▸ **Task instructions**
Every record, from first to last, should be written out again exactly.

---------------

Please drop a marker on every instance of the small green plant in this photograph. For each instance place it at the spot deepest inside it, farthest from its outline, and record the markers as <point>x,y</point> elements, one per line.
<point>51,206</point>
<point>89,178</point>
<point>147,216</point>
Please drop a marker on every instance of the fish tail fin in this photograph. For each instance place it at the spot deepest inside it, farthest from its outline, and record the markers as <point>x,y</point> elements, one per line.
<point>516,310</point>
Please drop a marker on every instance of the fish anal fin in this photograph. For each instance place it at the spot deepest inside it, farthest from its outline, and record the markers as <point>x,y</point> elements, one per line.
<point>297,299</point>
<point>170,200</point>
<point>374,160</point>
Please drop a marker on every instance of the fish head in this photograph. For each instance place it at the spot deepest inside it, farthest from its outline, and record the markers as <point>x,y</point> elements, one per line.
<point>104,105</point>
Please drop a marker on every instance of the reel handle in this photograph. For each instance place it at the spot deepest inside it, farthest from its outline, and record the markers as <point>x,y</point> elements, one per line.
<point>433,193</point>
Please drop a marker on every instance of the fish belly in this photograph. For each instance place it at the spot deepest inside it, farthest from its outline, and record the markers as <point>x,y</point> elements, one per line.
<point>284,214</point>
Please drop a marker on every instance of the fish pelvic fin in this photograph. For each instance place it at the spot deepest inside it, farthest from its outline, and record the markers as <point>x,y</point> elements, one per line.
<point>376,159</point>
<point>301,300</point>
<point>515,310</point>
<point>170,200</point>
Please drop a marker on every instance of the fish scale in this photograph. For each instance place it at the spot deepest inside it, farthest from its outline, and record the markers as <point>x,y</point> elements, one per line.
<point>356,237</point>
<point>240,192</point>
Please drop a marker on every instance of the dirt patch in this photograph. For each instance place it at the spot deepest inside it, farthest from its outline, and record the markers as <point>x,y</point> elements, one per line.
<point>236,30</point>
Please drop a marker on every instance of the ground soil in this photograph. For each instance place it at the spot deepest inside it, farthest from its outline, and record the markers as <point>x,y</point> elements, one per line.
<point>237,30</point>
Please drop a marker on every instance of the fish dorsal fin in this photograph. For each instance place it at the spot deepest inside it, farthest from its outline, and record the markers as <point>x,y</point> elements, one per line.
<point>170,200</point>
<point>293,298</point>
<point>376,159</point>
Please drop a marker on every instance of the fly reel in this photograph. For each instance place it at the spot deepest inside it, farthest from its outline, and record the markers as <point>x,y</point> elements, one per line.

---------------

▸ **Finished task**
Please drop a marker on every instance of the small green plant in this photograph. For each instance place it at the spot deepest inside it, farthest from its outline, and record the markers as <point>x,y</point> elements, one per line.
<point>51,206</point>
<point>89,178</point>
<point>147,216</point>
Please drop a marker on every instance of the fish tail fin in this photograph. For each instance place it at the spot deepest inside it, farthest from its outline, and record the markers as <point>x,y</point> elements, one per line.
<point>516,310</point>
Please drop a marker on every instance of the fish anal fin in this photograph. For each instance place it at the spot deepest inside it, farthest from its outline, and record the markers as <point>x,y</point> elements, one per line.
<point>297,299</point>
<point>170,200</point>
<point>374,160</point>
Please drop a marker on every instance of the fish head in this photograph. For each instance place it at the spot deepest inside it, farthest from its outline, and record the markers as <point>x,y</point> elements, one per line.
<point>104,105</point>
Please drop a marker on every instance of the reel handle in this photograph. For each instance place it at the spot deepest inside it, farthest from its outline, and record the markers as <point>x,y</point> elements, one per line.
<point>433,193</point>
Please drop a marker on every instance of the fish belly in this photograph. For each instance place it at the spot deepest inside it, farthest from its outline, and record the markers as <point>x,y</point> elements, one per line.
<point>284,214</point>
Please drop a marker on every instance of the fish pelvic fin in this photograph. For each instance place it at the spot deepest inside it, farthest from its outline, and record the markers as <point>x,y</point> elements, one per line.
<point>376,159</point>
<point>301,300</point>
<point>515,310</point>
<point>170,200</point>
Please drop a marker on every instance of the fish scale in this photograph. For each instance place it at the spot deepest inside it, farthest from its outline, and record the markers as <point>x,y</point> elements, one per line.
<point>356,237</point>
<point>240,192</point>
Please drop a marker on every instance of the dirt patch in this photograph. For each instance place it at the spot deepest inside it, farthest from its outline, and record the markers as <point>x,y</point> elements, one per line.
<point>236,30</point>
Please drop a marker on every instance of the ground soil in this photograph. For each instance place it at the spot deepest inside it, farthest from its outline, and record the markers as <point>x,y</point> elements, one per line.
<point>237,30</point>
Please drop a marker on every instance of the fish dorsal fin in this photograph. For each instance place it at the spot deepest inside it, farthest from its outline, and record the markers as <point>x,y</point> elements, one per line.
<point>170,200</point>
<point>293,298</point>
<point>376,159</point>
Please drop a marker on every instance of the fly reel in this photograph. For each instance place it at the spot deepest inside it, farthest from its outline, and record the markers as <point>x,y</point> elements, one per line.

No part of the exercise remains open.